GIVEN INSTRUCTION = Starting at the line that contains "Mark one point on each instance of the white board", restate each line word for word through the final line of the data, keeping both ends.

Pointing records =
◆ ◆ ◆ ◆ ◆ ◆ ◆

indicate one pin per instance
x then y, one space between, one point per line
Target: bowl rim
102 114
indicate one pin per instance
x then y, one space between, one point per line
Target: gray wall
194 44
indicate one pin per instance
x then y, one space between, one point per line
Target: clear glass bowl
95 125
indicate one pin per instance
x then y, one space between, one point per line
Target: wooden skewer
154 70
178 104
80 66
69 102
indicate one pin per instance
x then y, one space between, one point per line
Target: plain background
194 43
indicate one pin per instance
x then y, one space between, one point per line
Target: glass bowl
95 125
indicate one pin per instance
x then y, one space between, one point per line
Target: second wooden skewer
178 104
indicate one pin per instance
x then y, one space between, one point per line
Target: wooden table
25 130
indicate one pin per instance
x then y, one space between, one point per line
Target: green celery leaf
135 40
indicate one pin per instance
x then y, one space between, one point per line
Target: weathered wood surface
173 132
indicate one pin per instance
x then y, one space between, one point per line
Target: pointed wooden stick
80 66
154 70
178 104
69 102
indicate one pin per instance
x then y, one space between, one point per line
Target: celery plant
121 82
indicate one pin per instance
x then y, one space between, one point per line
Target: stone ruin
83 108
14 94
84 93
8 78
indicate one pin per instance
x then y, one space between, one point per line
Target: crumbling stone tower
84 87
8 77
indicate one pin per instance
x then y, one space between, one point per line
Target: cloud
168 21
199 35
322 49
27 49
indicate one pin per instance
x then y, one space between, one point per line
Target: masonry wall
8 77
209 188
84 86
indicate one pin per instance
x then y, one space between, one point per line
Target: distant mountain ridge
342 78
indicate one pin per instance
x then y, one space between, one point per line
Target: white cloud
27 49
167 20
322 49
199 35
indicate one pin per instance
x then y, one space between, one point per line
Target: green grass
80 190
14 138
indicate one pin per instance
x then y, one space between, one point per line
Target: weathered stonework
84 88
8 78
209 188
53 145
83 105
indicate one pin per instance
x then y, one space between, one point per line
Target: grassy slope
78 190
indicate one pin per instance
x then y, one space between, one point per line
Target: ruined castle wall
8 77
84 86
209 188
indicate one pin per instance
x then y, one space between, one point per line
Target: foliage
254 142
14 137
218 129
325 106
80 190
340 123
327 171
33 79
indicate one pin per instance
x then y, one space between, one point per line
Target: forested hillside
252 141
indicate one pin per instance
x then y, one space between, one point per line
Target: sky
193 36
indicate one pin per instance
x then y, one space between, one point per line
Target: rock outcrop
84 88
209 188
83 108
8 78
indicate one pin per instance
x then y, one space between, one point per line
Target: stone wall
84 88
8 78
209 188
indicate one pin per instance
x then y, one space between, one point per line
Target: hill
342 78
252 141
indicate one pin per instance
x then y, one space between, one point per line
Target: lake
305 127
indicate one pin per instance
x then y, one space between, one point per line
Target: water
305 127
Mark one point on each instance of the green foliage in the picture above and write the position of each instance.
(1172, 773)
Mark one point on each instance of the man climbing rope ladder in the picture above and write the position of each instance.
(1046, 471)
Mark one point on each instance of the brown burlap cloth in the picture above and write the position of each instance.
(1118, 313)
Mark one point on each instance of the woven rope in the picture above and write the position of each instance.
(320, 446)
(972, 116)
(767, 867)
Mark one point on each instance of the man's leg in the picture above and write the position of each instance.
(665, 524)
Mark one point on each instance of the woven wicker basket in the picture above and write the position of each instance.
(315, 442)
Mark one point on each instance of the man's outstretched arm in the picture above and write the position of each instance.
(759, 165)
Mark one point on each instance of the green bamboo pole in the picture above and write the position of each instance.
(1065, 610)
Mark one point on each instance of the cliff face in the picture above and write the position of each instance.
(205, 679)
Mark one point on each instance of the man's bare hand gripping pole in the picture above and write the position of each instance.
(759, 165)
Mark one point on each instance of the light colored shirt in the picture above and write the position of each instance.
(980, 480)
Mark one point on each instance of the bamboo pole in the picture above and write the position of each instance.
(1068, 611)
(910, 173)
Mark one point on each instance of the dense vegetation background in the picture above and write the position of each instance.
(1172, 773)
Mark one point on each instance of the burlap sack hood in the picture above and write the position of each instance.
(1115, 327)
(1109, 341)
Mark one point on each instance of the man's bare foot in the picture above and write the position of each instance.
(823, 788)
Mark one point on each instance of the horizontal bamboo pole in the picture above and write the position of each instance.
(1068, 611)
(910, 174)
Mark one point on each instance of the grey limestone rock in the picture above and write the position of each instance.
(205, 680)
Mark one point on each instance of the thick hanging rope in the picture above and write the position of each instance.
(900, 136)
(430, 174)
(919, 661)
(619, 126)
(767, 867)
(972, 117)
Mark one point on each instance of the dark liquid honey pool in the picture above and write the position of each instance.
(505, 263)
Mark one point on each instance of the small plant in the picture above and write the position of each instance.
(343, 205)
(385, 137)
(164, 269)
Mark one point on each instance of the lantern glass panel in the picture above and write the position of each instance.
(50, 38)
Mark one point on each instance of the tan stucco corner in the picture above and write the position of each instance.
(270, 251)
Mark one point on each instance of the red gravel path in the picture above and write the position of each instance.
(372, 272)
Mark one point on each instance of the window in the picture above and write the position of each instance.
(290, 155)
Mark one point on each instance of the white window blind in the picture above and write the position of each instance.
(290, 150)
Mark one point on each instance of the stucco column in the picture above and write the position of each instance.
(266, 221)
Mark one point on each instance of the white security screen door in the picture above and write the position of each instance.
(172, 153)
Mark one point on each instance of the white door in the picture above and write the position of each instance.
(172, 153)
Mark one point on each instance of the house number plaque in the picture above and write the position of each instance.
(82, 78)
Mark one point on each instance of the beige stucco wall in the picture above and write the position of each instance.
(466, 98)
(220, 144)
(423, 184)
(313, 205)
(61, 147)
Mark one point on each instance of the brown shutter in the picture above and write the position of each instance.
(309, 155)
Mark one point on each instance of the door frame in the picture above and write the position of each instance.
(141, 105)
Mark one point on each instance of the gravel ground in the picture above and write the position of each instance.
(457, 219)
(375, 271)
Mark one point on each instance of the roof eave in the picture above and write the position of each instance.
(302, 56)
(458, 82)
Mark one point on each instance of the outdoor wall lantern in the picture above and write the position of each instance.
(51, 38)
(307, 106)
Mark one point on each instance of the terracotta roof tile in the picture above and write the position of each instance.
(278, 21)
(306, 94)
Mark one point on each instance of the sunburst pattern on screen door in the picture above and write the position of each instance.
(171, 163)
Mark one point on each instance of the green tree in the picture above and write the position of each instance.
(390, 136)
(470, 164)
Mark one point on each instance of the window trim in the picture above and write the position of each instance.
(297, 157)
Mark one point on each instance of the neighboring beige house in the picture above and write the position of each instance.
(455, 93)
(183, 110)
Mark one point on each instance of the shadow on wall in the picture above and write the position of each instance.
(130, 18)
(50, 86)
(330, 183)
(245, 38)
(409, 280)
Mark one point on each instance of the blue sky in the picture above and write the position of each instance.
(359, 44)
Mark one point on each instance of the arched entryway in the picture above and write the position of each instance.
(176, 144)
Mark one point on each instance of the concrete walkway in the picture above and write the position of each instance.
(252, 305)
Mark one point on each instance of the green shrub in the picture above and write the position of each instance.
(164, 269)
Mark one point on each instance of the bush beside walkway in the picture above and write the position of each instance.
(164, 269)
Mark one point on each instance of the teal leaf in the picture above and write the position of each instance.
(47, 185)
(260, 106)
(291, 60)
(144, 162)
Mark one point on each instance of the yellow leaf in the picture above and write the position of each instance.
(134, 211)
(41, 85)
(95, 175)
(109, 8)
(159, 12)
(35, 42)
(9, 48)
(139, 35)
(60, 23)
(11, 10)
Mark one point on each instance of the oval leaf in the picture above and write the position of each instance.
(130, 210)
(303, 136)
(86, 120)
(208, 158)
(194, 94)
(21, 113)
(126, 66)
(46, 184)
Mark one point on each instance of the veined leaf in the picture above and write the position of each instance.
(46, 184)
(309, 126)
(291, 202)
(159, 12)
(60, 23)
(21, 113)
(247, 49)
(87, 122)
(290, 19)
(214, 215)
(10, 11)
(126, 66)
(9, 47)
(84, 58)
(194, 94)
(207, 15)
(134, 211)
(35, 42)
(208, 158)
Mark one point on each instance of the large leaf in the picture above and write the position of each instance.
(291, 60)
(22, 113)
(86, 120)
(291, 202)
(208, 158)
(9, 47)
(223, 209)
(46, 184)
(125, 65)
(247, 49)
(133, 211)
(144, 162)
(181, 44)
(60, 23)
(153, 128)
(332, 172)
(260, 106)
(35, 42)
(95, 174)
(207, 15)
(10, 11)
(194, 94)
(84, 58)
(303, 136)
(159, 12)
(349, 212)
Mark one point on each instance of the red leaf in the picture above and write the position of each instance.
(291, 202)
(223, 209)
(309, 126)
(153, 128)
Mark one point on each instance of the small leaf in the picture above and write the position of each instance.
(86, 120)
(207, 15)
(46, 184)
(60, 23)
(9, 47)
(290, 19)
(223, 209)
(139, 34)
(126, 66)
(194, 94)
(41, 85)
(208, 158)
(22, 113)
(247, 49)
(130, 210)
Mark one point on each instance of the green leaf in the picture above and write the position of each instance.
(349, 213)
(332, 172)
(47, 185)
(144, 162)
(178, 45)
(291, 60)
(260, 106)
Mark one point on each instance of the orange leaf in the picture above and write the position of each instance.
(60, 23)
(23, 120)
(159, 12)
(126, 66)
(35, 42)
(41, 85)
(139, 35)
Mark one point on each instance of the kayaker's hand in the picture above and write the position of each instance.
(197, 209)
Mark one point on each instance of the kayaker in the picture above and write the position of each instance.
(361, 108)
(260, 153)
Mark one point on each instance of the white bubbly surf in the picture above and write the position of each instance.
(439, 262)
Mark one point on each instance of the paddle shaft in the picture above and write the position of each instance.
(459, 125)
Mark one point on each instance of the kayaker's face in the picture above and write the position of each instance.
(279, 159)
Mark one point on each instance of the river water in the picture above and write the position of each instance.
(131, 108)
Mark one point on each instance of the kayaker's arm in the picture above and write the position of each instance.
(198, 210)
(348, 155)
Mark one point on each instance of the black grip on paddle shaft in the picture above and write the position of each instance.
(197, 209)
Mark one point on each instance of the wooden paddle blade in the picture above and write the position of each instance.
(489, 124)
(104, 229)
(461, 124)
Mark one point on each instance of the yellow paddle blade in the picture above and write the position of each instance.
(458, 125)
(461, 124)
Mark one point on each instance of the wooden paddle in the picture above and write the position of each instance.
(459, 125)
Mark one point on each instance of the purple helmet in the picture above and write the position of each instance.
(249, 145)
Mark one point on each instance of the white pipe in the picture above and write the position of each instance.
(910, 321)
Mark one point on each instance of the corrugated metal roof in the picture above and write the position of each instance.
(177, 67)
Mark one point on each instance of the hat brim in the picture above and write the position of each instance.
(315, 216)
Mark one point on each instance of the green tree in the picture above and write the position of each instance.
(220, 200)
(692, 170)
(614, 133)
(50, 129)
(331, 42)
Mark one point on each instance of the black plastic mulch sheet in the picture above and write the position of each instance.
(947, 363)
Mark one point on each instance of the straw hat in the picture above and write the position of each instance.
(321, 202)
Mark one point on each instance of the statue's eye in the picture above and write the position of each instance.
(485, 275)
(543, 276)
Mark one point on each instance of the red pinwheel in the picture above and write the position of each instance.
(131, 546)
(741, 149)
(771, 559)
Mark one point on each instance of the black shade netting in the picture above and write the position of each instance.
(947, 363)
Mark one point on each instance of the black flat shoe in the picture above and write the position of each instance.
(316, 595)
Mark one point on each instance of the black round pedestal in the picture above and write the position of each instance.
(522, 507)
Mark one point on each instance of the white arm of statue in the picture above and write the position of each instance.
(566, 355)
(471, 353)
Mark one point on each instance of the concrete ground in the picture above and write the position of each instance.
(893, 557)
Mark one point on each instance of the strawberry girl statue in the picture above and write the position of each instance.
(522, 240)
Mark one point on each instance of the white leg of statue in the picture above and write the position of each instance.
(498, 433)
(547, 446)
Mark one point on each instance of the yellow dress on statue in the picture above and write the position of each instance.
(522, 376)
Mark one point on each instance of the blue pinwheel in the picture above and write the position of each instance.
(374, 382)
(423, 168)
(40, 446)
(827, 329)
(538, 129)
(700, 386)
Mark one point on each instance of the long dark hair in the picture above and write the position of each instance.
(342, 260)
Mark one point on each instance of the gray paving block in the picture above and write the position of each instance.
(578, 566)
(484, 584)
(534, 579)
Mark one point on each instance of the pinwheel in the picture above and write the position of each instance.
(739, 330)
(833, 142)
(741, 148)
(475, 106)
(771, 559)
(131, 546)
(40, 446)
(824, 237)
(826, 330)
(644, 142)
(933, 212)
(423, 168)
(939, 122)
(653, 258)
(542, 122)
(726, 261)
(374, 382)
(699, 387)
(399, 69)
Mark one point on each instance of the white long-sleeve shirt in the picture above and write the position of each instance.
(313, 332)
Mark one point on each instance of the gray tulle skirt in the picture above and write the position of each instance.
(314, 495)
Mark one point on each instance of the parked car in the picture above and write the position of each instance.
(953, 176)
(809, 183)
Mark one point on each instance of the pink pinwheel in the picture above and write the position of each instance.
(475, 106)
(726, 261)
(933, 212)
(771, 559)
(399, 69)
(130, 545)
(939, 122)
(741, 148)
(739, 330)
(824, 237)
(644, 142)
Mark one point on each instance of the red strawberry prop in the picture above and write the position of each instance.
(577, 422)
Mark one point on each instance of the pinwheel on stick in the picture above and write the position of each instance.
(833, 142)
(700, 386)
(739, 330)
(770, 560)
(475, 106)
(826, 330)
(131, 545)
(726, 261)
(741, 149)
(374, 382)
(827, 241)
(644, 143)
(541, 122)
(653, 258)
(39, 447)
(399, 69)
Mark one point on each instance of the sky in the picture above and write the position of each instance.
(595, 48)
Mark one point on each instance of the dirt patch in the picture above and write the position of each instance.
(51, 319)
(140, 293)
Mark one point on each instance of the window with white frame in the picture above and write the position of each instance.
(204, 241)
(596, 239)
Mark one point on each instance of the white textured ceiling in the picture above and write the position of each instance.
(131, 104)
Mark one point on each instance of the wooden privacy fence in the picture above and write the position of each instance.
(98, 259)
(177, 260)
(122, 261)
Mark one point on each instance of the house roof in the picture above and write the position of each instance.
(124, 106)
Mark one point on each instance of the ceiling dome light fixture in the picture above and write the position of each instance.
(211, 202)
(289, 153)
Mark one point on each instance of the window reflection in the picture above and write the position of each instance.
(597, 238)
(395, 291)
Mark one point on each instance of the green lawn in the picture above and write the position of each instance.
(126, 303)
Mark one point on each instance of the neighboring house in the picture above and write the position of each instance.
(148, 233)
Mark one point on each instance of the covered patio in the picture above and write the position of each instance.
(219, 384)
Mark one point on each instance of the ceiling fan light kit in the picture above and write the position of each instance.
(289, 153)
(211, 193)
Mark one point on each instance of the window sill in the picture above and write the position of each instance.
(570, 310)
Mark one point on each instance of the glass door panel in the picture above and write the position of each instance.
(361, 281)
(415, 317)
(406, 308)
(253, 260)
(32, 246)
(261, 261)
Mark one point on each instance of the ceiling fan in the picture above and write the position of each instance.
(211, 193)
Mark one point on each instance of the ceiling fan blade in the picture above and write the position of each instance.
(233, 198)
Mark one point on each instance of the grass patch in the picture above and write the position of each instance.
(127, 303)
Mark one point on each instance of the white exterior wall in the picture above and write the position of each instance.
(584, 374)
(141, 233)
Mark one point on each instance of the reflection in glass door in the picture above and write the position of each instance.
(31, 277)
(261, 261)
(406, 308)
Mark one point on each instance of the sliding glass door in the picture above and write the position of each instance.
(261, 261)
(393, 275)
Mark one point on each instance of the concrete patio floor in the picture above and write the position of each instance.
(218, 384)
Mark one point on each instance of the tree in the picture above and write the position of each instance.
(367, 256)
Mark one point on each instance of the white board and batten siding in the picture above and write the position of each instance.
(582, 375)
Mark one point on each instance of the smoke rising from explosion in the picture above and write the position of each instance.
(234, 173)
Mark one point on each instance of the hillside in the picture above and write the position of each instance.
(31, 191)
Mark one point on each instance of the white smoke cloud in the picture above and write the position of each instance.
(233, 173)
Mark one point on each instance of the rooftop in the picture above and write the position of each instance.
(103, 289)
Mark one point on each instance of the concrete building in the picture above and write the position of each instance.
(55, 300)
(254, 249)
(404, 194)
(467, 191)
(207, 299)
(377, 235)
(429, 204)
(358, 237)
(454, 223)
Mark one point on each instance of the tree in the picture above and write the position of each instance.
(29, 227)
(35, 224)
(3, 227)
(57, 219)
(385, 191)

◆ ◆ ◆ ◆ ◆ ◆ ◆

RESULT FOR THIS EXERCISE =
Mark one point on each instance of the white board and batten siding in the picture above and write the position of each instance.
(582, 375)
Mark one point on each instance of the smoke rising from explosion in the picture above and write the position of each instance.
(234, 173)
Mark one point on each instance of the hillside in the picture above and write the position of each instance.
(31, 191)
Mark one point on each instance of the white smoke cloud in the picture above and write the position of each instance.
(233, 173)
Mark one point on each instance of the rooftop in the picture above and write the position of each instance.
(103, 289)
Mark one point on each instance of the concrete building in the picture above and write the position of each instance.
(55, 300)
(254, 249)
(404, 194)
(467, 191)
(207, 299)
(377, 235)
(429, 204)
(358, 237)
(454, 223)
Mark one point on each instance of the tree in the picture above and write the position of each instance.
(29, 227)
(35, 224)
(3, 227)
(57, 219)
(385, 191)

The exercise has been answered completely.